> **Supplied records**
——————

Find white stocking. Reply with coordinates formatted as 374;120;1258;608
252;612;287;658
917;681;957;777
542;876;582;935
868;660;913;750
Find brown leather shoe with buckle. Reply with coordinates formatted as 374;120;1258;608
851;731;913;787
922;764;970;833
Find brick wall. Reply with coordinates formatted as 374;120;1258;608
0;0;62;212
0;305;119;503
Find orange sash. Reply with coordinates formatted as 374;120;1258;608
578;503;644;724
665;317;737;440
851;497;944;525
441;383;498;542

——————

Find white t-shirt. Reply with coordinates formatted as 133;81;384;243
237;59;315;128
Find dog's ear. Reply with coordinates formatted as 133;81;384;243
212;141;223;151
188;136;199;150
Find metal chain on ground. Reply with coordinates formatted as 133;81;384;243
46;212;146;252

——————

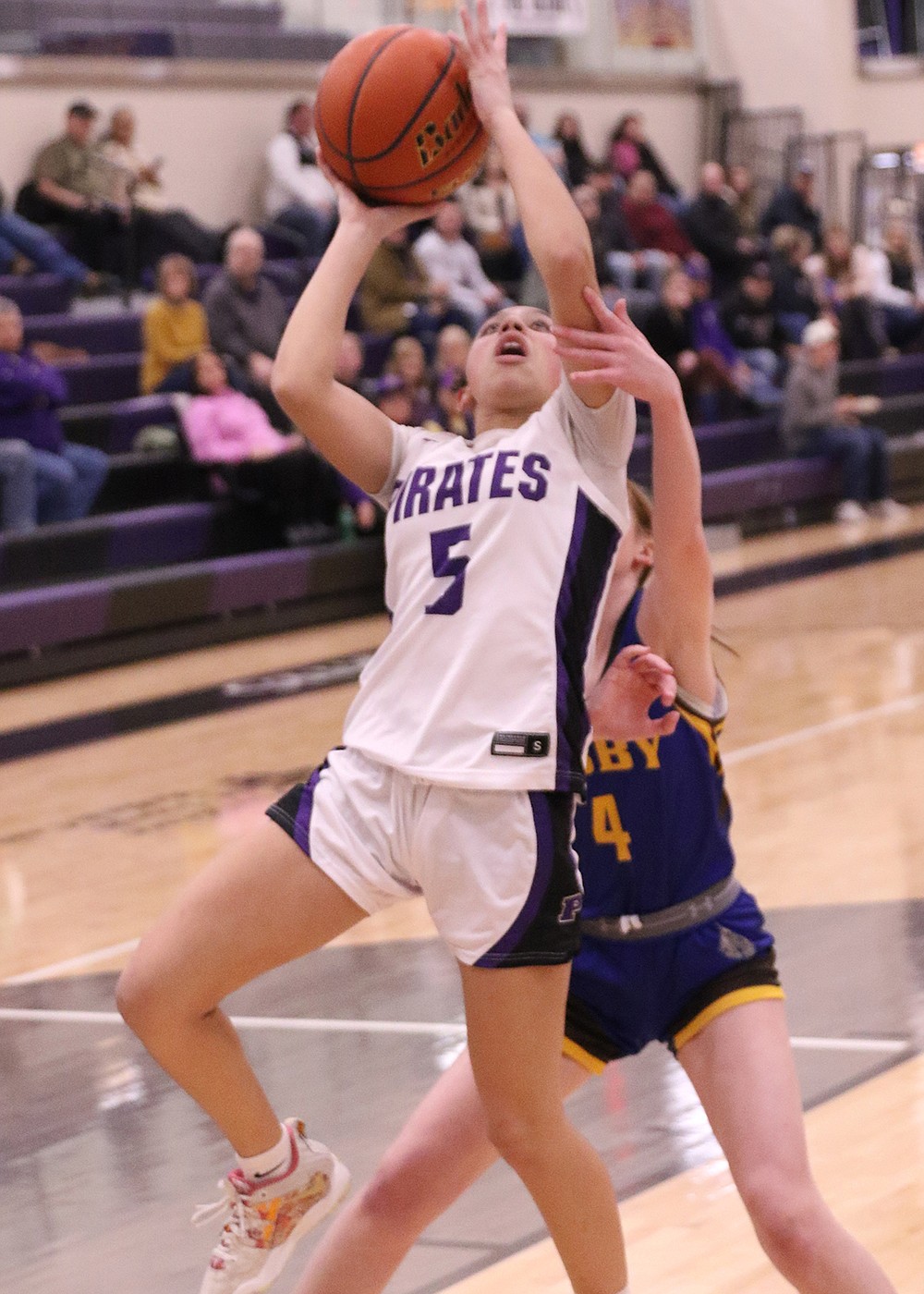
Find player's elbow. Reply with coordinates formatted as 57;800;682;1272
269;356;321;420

——————

> **Task**
Please write out the records from the line with "Find white stocking." up to and including the line with "922;764;970;833" as a JSON list of strings, one string per line and no blank lines.

> **Full solution**
[
  "Find white stocking. Reply with coordinates formatted as 374;120;1258;608",
  "252;612;287;658",
  "917;681;957;777",
  "542;876;582;935",
  "868;660;913;750",
  "Find brown leather shoe with buckle. Reply with coordinates formatted as 374;120;1258;608",
  "851;731;913;787",
  "922;764;970;833"
]